==== Provided data ====
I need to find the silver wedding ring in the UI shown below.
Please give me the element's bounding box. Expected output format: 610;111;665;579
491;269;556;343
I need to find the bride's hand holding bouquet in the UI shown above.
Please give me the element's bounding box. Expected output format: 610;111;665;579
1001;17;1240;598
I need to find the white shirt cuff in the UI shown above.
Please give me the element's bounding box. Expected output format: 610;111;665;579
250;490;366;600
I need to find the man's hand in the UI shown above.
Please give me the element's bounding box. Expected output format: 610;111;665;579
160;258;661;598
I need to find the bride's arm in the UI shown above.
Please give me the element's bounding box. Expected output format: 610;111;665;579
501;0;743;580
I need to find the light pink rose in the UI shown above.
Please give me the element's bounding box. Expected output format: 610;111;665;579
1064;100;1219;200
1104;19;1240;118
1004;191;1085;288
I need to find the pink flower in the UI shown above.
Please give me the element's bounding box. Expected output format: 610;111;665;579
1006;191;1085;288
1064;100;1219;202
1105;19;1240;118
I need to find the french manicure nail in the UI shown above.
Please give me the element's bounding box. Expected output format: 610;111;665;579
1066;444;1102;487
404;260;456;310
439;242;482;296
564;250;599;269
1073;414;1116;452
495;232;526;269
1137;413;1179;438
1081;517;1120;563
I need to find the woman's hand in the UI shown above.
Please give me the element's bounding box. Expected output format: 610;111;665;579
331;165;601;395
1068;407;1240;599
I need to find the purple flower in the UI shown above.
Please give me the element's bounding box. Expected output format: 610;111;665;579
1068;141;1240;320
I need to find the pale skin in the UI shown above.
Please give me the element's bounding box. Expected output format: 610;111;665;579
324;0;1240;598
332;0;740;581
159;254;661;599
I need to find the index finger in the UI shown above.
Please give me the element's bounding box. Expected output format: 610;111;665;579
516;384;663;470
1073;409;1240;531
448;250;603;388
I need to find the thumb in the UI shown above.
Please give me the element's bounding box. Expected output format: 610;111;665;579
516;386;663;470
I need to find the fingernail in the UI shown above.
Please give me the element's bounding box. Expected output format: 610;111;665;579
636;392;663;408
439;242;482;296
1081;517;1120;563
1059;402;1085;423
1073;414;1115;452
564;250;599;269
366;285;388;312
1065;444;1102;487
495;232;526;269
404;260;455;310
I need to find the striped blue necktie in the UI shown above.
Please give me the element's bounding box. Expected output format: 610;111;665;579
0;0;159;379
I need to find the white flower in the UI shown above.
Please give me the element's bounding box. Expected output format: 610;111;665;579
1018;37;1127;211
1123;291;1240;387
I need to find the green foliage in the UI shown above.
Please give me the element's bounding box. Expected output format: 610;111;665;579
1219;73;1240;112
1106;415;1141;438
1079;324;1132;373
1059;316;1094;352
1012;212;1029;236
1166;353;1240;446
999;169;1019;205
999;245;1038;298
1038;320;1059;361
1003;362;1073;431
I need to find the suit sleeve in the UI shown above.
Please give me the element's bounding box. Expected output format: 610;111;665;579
====
==== Provided data ====
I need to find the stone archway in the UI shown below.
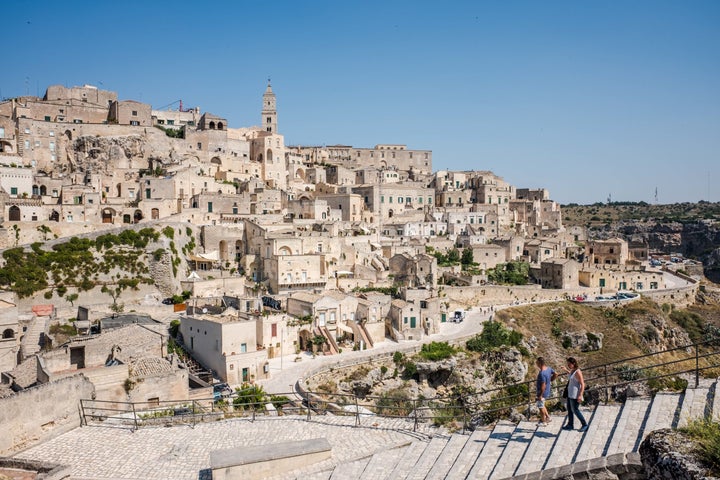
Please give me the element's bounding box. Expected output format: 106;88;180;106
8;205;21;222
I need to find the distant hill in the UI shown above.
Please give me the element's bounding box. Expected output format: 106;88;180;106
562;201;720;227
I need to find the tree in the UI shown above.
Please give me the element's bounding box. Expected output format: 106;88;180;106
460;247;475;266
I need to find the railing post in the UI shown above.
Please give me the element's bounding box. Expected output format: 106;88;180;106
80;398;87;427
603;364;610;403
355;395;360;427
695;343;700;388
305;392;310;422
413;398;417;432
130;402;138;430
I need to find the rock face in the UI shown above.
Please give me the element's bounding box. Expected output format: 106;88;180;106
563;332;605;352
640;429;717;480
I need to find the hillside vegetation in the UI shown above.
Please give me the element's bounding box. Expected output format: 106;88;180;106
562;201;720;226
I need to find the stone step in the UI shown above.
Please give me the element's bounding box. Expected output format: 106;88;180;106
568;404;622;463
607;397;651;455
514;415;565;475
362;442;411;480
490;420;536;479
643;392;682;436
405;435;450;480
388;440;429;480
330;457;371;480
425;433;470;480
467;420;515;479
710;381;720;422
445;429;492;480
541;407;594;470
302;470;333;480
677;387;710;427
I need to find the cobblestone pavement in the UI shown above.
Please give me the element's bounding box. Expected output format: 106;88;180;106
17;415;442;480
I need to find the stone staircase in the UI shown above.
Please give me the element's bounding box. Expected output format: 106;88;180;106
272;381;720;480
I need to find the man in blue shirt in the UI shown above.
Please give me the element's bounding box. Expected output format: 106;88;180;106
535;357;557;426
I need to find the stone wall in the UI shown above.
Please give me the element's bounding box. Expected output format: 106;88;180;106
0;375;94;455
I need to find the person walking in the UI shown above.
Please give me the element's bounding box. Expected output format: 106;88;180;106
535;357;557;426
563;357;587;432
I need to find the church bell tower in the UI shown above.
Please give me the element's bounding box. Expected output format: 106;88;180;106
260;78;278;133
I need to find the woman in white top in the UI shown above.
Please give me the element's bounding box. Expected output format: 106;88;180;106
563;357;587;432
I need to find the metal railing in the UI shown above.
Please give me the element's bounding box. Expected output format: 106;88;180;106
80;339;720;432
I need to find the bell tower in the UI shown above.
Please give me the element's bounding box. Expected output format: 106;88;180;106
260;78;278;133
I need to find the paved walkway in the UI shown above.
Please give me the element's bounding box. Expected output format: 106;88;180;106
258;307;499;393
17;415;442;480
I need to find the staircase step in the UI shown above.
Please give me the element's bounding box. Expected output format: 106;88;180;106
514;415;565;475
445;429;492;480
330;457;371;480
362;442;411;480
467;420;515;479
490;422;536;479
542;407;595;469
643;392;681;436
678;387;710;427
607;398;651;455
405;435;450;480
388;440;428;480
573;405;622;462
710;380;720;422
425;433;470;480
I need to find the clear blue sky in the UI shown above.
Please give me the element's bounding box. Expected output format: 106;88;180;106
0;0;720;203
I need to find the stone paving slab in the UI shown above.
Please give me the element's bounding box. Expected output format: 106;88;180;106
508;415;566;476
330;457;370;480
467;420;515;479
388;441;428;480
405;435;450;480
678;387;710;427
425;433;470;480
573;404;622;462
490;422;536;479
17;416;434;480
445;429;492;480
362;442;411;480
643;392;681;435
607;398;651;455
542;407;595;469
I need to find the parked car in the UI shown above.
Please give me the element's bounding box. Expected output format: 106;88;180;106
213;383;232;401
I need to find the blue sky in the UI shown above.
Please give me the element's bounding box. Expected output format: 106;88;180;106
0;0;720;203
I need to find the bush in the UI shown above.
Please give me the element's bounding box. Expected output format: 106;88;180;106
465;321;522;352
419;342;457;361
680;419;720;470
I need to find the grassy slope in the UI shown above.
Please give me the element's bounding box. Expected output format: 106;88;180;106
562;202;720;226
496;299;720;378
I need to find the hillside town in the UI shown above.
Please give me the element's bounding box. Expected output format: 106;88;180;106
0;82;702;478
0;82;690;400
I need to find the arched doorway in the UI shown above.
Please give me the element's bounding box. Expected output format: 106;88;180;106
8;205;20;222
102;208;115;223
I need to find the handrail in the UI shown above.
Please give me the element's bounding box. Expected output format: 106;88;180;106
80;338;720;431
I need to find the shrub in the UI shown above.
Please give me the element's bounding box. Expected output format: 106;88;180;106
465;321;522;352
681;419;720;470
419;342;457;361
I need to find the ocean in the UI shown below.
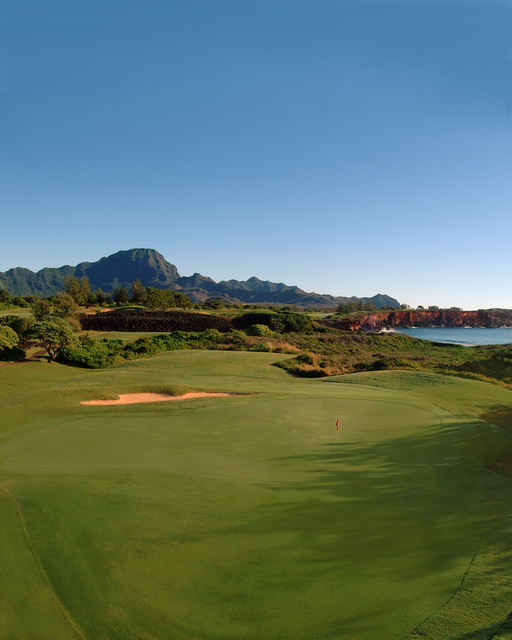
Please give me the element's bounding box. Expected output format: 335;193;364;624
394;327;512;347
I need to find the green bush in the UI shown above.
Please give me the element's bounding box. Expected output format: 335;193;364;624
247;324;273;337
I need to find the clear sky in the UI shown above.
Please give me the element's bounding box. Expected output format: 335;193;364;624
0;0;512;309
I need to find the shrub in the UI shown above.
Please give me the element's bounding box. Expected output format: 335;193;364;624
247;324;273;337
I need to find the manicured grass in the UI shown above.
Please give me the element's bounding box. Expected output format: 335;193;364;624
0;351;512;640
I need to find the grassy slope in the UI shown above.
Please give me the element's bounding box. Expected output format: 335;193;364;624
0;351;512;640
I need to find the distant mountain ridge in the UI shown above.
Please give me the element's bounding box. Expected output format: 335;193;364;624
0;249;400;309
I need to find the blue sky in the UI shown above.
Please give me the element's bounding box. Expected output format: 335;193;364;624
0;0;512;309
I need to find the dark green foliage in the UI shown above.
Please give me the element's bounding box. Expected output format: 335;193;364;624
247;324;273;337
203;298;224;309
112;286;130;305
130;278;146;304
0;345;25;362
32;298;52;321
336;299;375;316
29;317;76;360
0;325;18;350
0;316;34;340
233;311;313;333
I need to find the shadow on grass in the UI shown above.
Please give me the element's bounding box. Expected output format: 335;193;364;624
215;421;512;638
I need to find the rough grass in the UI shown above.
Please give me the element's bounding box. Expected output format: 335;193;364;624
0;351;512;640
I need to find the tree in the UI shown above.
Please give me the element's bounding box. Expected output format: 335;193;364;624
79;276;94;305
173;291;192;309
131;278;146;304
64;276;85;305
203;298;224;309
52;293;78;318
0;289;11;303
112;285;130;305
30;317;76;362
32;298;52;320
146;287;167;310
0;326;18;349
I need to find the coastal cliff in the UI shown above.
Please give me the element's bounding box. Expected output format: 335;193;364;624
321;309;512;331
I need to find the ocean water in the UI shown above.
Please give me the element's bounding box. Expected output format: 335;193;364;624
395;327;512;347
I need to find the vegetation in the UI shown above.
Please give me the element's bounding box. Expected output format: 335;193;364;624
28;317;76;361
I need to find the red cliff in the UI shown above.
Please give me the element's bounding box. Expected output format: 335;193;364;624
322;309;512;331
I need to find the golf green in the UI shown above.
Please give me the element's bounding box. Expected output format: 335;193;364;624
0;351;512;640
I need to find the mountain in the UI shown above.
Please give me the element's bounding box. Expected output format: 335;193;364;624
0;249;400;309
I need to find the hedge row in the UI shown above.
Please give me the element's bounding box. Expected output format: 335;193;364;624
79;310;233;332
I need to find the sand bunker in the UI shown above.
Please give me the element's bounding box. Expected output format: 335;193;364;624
====
==== Provided data ====
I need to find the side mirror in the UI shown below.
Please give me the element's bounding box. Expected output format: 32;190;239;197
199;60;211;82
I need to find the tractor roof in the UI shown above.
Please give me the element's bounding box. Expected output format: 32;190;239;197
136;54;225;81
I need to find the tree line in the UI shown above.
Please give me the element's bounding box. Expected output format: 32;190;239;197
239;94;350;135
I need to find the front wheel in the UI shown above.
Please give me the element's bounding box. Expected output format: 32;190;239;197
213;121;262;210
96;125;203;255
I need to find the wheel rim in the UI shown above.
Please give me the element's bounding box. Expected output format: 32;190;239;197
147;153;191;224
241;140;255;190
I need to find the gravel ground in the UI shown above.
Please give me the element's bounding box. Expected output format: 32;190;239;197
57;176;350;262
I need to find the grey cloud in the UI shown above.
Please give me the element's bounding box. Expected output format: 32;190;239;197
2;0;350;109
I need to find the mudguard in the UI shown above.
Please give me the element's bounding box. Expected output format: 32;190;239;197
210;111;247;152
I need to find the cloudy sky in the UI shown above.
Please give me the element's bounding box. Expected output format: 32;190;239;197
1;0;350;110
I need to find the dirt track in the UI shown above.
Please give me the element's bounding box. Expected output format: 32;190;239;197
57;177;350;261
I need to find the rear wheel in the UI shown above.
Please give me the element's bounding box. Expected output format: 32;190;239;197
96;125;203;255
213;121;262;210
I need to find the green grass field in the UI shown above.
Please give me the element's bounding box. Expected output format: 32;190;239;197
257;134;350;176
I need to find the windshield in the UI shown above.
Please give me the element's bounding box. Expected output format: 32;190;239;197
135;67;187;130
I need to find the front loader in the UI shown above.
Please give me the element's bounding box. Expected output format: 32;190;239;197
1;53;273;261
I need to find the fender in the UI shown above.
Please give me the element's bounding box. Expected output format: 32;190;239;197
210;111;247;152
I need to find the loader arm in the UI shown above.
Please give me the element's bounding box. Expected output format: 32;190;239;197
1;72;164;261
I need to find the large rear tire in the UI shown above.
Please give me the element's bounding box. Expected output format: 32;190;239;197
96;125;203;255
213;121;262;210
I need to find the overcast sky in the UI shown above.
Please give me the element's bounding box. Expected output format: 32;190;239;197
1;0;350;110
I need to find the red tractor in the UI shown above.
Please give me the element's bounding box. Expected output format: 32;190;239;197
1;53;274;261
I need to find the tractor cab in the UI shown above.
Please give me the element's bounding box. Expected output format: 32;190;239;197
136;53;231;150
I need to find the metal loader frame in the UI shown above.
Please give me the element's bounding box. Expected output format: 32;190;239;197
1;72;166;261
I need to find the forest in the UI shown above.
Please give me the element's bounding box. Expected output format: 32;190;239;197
====
▸ **Exercise description**: Please arrange everything from the line containing "I need to find the overcast" down to and including the line containing "136;53;231;150" as a two-column CSV with the headers text and answer. Give one row per text with its answer, putting each value in a single quoted field and replacing line breaks with spaces.

▸ **In response**:
text,answer
"I need to find the overcast sky in the UI shown above. Please give me the element's bounding box. Expected output format: 32;190;239;197","1;0;350;110"
"I need to find the red tractor in the UI shown above. Please give me the element's bounding box. Expected output format: 32;190;239;197","1;53;274;261"
"I need to find the tractor cab in the UI shown above. Please give me the element's bounding box. Expected output format: 32;190;239;197","136;53;231;150"